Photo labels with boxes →
Start

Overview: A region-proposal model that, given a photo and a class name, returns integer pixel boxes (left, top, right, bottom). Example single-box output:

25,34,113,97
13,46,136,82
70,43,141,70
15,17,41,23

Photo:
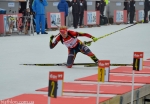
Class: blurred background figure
57,0,68,26
123,0,130,20
100,0,106,16
79,0,87,28
130,0,135,24
144,0,150,23
32,0,48,34
96,3,100,11
71,0,80,29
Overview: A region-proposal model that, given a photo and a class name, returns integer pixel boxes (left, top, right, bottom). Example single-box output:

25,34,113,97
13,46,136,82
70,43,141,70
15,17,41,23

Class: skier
50,26,98,68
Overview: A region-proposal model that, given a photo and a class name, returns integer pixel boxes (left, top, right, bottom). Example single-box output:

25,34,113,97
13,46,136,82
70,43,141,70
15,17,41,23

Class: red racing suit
50,30,98,68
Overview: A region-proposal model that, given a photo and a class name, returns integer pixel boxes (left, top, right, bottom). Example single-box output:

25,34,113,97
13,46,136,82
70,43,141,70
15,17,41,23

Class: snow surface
0,23,150,100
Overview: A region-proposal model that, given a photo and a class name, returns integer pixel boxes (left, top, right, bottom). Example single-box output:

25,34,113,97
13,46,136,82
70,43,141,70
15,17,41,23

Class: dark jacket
100,0,106,15
130,1,135,11
80,0,87,12
124,1,130,12
144,0,150,11
32,0,48,14
71,0,80,13
57,0,68,16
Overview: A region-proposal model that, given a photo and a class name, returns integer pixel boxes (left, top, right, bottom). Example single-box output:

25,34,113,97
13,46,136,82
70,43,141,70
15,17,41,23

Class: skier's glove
92,37,98,42
50,35,54,43
84,41,92,46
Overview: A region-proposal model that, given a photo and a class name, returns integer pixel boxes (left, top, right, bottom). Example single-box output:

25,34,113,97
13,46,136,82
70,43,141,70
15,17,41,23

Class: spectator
32,0,48,34
130,0,135,24
57,0,68,25
144,0,149,23
124,0,130,20
96,3,100,11
71,0,80,29
79,0,87,28
100,0,106,16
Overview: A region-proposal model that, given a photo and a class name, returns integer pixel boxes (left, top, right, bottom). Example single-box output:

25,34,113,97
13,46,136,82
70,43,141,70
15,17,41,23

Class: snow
0,23,150,100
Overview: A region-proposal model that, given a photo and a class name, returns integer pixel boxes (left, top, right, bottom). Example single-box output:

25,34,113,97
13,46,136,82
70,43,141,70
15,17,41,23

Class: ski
84,64,133,67
20,63,95,66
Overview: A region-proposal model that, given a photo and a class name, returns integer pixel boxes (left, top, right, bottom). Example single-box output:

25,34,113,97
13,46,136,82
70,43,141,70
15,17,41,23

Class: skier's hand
50,35,54,42
84,41,92,46
92,37,98,42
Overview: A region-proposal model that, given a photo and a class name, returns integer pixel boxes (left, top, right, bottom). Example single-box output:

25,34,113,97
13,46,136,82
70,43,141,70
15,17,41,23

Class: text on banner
87,11,96,24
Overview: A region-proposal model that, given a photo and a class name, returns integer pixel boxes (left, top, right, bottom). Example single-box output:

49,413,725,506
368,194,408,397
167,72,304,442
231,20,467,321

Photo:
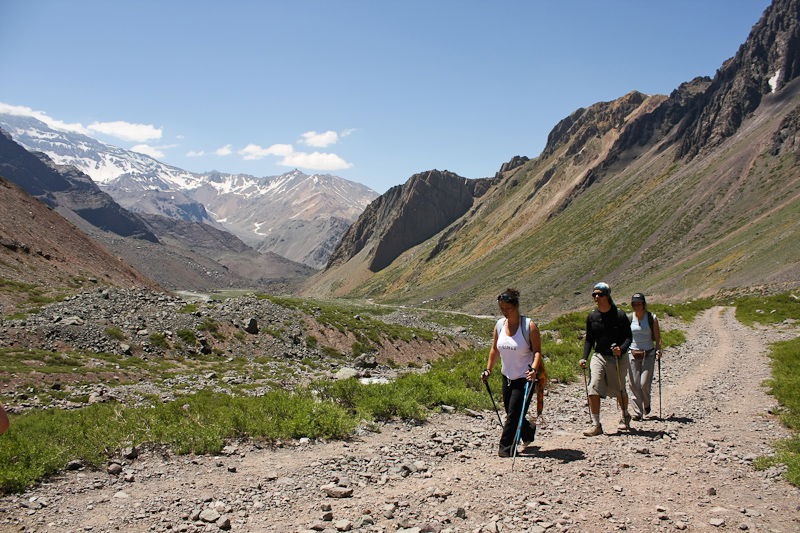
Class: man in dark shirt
580,282,632,437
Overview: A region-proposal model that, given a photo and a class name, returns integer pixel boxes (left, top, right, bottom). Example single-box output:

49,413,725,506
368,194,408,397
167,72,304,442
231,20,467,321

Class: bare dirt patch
0,307,800,532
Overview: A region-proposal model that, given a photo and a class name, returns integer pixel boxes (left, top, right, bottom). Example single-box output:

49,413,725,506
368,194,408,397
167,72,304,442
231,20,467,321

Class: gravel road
0,307,800,533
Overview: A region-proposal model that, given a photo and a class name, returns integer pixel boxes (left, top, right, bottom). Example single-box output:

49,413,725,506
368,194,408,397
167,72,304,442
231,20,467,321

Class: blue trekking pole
511,367,536,470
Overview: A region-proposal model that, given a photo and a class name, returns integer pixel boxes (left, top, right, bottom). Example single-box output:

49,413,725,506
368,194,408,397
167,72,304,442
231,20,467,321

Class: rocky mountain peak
541,91,648,157
679,0,800,157
328,170,496,272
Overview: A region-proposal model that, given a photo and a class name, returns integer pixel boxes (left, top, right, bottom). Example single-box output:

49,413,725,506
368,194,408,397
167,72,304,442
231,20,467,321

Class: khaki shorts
589,353,628,398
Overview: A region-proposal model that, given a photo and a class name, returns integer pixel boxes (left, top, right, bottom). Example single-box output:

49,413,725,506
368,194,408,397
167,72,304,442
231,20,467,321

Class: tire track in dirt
0,308,800,533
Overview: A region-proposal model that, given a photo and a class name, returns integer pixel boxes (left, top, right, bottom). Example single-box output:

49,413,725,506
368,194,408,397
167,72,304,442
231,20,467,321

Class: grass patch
736,292,800,326
661,329,686,348
178,304,197,313
0,391,357,492
259,295,436,351
149,333,169,350
647,298,717,322
755,337,800,487
175,329,197,346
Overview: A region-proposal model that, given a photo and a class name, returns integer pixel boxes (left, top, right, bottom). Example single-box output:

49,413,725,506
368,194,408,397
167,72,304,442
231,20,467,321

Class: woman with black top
580,282,631,437
481,289,544,457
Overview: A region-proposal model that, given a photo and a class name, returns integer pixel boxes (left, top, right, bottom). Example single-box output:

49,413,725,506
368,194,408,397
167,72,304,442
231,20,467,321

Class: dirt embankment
0,307,800,532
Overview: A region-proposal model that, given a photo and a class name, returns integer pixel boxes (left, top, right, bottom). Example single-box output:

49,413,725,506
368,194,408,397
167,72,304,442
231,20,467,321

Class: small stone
321,485,353,498
216,516,231,531
200,509,222,524
122,446,139,459
333,520,353,531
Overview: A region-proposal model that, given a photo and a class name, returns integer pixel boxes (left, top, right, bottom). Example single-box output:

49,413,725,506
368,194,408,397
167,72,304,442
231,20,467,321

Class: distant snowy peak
0,114,202,192
0,113,377,210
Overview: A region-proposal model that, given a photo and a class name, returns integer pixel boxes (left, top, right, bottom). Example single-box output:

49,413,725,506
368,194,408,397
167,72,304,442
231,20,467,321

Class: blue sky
0,0,769,192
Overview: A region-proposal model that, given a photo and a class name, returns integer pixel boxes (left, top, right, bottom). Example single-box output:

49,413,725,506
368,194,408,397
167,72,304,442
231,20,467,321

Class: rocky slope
315,170,496,296
141,215,315,287
0,178,158,315
0,113,377,268
0,308,800,533
308,0,800,313
0,130,158,242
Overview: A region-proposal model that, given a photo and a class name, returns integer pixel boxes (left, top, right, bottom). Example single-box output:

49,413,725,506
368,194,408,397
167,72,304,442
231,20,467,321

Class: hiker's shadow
648,415,694,424
522,446,586,464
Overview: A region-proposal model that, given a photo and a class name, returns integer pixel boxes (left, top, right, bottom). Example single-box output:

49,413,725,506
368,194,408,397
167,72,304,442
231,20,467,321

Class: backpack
628,311,656,342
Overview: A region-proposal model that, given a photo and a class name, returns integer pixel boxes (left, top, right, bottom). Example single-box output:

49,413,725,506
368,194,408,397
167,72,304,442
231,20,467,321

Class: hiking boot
583,424,603,437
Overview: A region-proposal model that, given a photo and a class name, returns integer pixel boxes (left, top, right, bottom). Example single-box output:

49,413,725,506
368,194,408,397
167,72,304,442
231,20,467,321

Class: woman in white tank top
481,289,543,457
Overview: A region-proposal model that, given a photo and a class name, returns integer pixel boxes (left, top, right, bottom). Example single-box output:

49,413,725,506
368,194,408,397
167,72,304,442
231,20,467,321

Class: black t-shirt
583,306,633,359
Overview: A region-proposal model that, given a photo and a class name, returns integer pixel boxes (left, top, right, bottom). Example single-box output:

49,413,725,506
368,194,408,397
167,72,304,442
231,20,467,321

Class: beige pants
589,353,628,398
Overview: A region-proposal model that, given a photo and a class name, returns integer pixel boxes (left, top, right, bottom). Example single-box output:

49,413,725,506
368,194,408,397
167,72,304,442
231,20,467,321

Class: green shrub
647,298,717,322
149,333,169,350
175,329,197,346
106,326,127,341
736,292,800,326
755,337,800,487
197,317,219,333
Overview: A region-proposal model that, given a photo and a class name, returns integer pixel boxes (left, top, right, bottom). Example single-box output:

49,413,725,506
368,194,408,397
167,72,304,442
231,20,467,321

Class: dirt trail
0,307,800,532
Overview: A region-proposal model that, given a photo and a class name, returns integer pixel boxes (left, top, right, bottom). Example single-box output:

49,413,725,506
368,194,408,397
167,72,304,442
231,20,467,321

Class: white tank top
497,322,533,379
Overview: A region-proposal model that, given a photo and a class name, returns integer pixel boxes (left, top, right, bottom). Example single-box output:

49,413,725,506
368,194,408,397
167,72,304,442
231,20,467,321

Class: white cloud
278,152,353,170
0,102,89,135
131,144,178,159
131,144,166,159
239,144,294,161
300,128,356,148
88,120,161,143
300,130,339,148
214,144,233,155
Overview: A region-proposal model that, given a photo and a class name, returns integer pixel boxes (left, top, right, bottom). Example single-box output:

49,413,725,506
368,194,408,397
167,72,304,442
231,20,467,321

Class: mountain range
0,113,377,268
0,130,314,289
305,0,800,313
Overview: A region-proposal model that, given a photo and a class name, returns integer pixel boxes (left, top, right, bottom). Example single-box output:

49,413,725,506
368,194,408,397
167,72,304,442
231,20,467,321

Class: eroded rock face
680,0,800,156
328,170,494,272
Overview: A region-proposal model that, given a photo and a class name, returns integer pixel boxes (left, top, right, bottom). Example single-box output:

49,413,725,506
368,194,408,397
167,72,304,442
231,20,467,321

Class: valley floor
0,307,800,532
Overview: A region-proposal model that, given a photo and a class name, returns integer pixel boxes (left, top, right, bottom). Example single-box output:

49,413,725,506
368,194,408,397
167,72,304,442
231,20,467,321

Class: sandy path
0,307,800,532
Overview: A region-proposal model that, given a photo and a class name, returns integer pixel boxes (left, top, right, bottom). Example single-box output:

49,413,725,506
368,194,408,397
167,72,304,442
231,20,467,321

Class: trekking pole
483,379,503,427
657,357,663,420
581,367,592,423
511,372,536,470
611,343,625,416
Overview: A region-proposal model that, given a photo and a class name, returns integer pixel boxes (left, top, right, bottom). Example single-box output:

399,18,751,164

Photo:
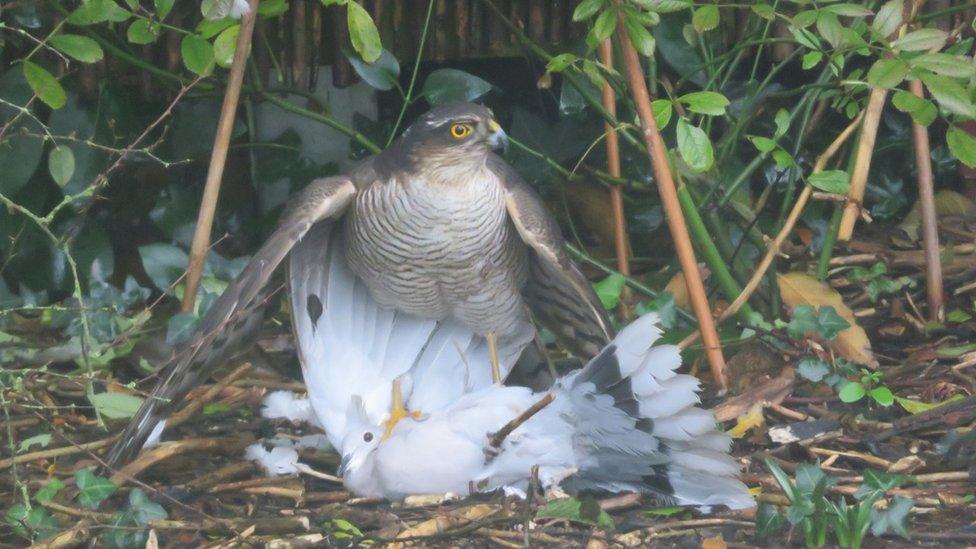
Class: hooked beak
488,118,508,152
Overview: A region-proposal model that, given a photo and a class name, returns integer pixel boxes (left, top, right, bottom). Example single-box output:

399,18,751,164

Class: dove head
339,396,383,496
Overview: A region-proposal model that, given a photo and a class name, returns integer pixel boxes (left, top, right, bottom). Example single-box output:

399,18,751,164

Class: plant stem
386,0,434,147
617,12,728,394
908,79,945,322
180,0,260,312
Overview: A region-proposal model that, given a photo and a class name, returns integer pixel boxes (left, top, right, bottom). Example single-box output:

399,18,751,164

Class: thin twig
182,0,260,312
488,393,556,450
617,9,728,393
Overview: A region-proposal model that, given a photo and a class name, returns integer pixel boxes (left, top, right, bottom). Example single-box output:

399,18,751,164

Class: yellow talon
380,379,423,441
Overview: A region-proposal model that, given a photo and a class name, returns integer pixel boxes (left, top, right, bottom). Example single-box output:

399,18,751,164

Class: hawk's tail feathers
565,314,755,509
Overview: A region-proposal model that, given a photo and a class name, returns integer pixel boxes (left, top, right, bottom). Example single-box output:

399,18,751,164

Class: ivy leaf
47,145,75,187
573,0,604,22
807,170,851,194
346,2,383,63
817,305,851,340
796,357,830,383
891,90,936,126
91,392,143,419
593,273,627,311
153,0,176,21
420,69,492,105
919,74,976,117
213,25,241,69
651,99,674,130
125,19,160,44
678,91,729,116
871,0,905,38
946,125,976,168
75,469,118,509
23,61,68,109
180,34,214,76
48,34,105,63
837,381,866,404
593,8,617,42
868,57,911,88
691,4,720,33
343,50,400,91
891,29,949,51
677,118,715,172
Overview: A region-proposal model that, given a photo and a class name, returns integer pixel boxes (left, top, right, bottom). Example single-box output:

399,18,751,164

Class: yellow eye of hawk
451,124,474,140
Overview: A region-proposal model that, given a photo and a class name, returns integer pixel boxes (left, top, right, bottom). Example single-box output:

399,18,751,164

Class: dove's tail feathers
567,314,755,509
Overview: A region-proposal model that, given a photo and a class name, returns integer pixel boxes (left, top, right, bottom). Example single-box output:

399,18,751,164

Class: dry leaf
729,401,766,438
702,536,727,549
776,273,878,368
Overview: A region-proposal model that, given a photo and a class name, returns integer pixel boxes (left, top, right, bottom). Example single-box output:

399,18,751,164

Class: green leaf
746,135,776,152
180,34,214,76
677,118,715,172
546,53,579,72
678,91,729,116
593,7,617,42
946,125,976,168
23,61,68,109
153,0,176,21
17,433,51,453
802,51,823,70
47,145,75,187
871,0,905,38
125,19,160,44
75,469,118,509
796,357,830,383
817,305,851,340
837,381,866,403
91,392,143,419
868,386,895,407
573,0,604,22
895,395,964,415
691,4,720,33
214,25,241,69
343,50,400,91
593,273,627,311
346,2,383,63
919,74,976,117
871,496,915,539
891,29,949,51
910,53,976,78
807,170,851,195
750,4,776,21
68,0,132,26
420,69,491,105
651,99,674,130
891,90,936,126
867,57,911,88
34,477,64,503
4,503,61,539
624,11,655,57
48,34,105,63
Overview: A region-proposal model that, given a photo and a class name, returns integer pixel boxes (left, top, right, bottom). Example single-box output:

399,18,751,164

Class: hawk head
392,103,508,161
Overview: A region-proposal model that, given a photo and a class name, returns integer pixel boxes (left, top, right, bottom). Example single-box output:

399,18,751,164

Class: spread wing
489,155,614,358
106,177,356,467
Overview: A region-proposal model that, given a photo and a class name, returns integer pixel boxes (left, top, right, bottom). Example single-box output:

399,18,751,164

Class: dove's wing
106,177,356,467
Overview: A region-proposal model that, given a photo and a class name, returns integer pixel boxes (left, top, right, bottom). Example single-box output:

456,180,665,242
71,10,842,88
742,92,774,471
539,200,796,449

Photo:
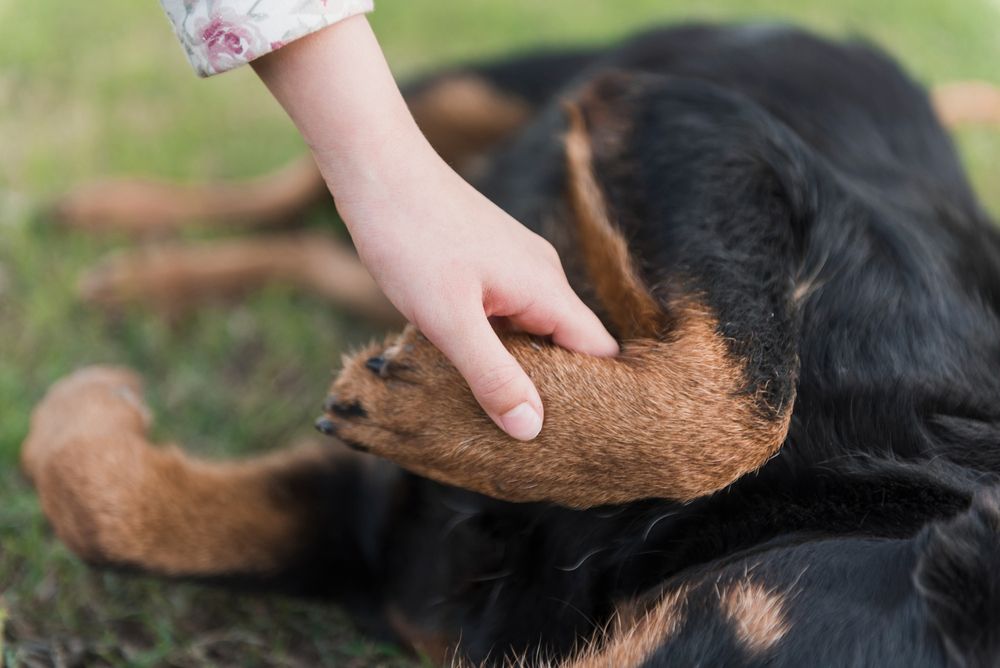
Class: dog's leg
323,74,799,507
53,155,326,236
931,81,1000,128
80,234,402,324
21,367,404,596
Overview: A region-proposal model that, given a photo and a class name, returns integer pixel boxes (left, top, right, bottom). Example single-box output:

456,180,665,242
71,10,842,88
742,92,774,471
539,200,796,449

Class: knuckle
471,364,521,402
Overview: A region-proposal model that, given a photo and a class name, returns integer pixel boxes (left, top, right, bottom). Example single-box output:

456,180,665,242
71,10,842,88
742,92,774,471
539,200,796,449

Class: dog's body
19,27,1000,666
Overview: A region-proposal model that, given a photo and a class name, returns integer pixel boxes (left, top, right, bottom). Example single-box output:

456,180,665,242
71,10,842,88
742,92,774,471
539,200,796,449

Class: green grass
0,0,1000,666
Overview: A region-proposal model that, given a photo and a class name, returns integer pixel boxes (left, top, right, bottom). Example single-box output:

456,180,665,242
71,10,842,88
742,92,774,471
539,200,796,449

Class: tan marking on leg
407,74,532,171
563,587,687,668
54,155,327,235
21,367,331,575
931,81,1000,128
79,234,402,324
565,103,667,338
719,581,789,654
320,304,791,507
385,606,454,666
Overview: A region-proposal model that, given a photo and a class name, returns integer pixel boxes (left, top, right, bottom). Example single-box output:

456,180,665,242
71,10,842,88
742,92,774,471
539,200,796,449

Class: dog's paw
21,367,150,560
21,366,151,478
316,327,532,497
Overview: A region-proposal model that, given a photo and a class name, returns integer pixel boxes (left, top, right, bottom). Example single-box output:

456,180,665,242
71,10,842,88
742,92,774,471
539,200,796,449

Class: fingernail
500,401,542,441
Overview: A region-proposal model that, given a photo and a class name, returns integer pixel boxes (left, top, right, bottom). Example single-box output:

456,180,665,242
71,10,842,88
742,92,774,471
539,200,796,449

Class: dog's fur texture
17,26,1000,667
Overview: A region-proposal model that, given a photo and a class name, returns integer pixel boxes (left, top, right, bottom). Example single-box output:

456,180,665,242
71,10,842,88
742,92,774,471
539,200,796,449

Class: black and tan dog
17,27,1000,666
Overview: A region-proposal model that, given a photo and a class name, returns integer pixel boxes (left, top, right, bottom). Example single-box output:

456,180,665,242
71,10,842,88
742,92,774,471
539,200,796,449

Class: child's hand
254,16,618,440
337,156,618,440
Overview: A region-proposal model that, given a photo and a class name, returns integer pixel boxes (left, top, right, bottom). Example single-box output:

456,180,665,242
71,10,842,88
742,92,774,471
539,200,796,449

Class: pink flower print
196,11,269,72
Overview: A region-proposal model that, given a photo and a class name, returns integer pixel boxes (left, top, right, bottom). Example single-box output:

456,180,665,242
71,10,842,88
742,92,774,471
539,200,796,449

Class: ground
0,0,1000,666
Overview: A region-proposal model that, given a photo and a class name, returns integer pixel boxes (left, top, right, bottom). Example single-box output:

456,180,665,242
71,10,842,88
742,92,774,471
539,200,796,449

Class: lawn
0,0,1000,666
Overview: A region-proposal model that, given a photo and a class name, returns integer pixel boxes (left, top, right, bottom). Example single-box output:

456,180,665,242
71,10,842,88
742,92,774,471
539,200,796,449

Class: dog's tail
914,486,1000,668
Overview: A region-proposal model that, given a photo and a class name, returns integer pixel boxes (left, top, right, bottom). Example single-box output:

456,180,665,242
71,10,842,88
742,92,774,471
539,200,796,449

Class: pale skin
253,16,618,440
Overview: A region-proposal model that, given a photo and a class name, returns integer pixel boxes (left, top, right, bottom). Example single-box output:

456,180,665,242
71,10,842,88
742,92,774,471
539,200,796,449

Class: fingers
510,283,618,357
421,304,543,441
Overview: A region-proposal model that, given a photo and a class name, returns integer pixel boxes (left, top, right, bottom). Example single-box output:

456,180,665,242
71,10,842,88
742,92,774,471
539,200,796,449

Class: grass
0,0,1000,666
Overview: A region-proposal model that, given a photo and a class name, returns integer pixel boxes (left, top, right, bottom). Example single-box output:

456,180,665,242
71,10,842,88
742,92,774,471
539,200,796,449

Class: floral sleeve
160,0,373,77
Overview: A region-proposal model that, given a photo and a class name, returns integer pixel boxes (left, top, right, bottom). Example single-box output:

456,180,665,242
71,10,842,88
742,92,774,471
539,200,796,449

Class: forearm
252,16,437,210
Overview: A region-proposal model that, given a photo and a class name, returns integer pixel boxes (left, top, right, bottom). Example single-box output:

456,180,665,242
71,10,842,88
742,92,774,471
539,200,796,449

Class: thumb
424,305,544,441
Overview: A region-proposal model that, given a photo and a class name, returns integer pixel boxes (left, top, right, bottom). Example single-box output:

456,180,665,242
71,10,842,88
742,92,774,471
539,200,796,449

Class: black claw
316,417,337,436
365,355,385,376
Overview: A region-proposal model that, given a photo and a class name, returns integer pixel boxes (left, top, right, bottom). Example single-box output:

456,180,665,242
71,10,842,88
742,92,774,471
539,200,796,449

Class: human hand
254,16,618,440
337,153,618,440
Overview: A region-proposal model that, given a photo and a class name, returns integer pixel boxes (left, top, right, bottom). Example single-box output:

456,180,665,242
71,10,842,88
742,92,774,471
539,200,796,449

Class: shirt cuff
160,0,374,77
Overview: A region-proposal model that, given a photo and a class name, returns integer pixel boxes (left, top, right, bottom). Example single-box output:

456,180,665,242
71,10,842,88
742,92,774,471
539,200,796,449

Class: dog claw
316,417,337,436
365,355,385,376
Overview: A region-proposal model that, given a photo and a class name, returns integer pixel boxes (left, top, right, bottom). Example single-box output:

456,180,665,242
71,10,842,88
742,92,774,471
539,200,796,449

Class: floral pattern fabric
160,0,373,77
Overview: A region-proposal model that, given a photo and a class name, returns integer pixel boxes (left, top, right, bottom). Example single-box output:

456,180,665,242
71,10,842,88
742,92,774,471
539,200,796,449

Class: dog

End

Reproduce the material word for word from its first line through the line containing "50,26,98,68", inclusive, and leave the pictures out.

Overview: A region-proposal model that, given a photo and a class name, returns integer pixel boxes (left, top, right, bottom). Example single-box output:

25,34,113,97
13,46,136,82
70,43,141,70
15,17,41,23

Photo:
Class: blurred background figure
57,0,68,26
123,0,130,20
100,0,106,16
79,0,87,28
130,0,135,24
144,0,150,23
32,0,48,34
96,3,100,11
71,0,80,29
Overview: A region-proposal model that, given a photo and a class name, returns integer pixel boxes (left, top, right, bottom). Example single-box output:

25,34,113,97
13,46,136,82
70,43,141,70
15,17,41,23

Class: skier
50,26,98,68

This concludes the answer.